**Exercise objective:**
How would you continue the news report on BHP Billiton's scaled-back Olympic Dam expansion, picking up right after its final sentence?

**Study text:**
Category: Mining Industry / Industry / Business, Economics and Finance
BHP announces scaled back Olympic Dam expansion plans
Friday, 8 Jul 2016 10:47:26 | Angelique Donnellan

BHP Billion plans to increase copper production at Olympic Dam in South Australia. (Supplied: BHP Billiton)
A low-risk rather than "big bang" expansion of the Olympic Dam mine in South Australia's north will happen over the next five years, BHP Billiton has announced.
Key points:
- Plans to redevelop mine were shelved in 2012
- Smaller expansion now on the agenda
- BHP Billiton is testing "heap leaching" to extract ore
Plans for a $30 billion redevelopment of the copper and uranium mine were shelved in 2012, and with it the hopes of a massive economic windfall for South Australia.
High capital costs and subdued commodity prices were blamed at the time.
BHP Billiton's Olympic Dam asset president Jacqui McGill said plans to increase production were back on track, but would be dramatically different to the previous expansion proposal.
"We are no longer looking at a 'big bang' expansion of Olympic Dam instead we will increase production capacity through low-risk, capital efficient underground expansions, including accessing the Southern Mine Area," she said.
She said the company planned to increase copper production to about 230,000 tonnes in five years but there was potential for up to 450,000 tonnes per year.
BHP Billiton has been testing an alternative, less capital-intensive process, called "heap leaching" using chemicals to extract ore.

**Stored data:**
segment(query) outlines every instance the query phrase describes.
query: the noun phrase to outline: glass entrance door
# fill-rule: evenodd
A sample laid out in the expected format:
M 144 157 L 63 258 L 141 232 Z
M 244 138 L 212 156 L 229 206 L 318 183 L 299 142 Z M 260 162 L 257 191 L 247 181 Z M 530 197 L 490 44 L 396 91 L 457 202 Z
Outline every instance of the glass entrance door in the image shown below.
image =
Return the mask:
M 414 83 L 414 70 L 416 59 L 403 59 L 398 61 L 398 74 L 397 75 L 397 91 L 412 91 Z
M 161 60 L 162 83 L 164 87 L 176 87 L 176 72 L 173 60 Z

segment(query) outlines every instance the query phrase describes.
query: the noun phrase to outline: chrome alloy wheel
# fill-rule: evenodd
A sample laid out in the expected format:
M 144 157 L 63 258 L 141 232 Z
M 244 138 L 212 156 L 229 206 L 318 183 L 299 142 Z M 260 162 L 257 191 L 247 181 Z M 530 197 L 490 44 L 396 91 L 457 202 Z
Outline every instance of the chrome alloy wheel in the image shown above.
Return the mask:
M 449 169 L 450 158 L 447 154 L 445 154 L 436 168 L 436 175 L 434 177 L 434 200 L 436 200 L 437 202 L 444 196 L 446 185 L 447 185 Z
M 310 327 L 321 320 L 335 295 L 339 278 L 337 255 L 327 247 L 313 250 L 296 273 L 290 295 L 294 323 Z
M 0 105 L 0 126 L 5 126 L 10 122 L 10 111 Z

**Response for this exercise:**
"Continuing expansion underground and successful on-site application of heap leach technology could provide an opportunity for further growth," she said.
Ms McGill said trials would soon start at a smelter pilot plant in Finland.
"This test-work, due to commence in September this year, is aiming to determine the effectiveness of smelting concentrate from the heap leach process with existing Olympic Dam concentrate in a pilot flash matte smelter.
"This is an important next step in considering the application of heap leach technology at Olympic Dam and we remain on track to complete the heap leach trials in 2019," she said.
Ms McGill insisted Olympic Dam was a generational resource for South Australia, with 70 per cent of the resource footprint remaining untapped.
"Olympic Dam is unlike most other operating mines — because our copper grade is actually increasing," she said.
"That's because we are starting to move into the Southern Mine Area, which represents 70 per cent of the ore body that we haven't even touched in our first 25 years of operation."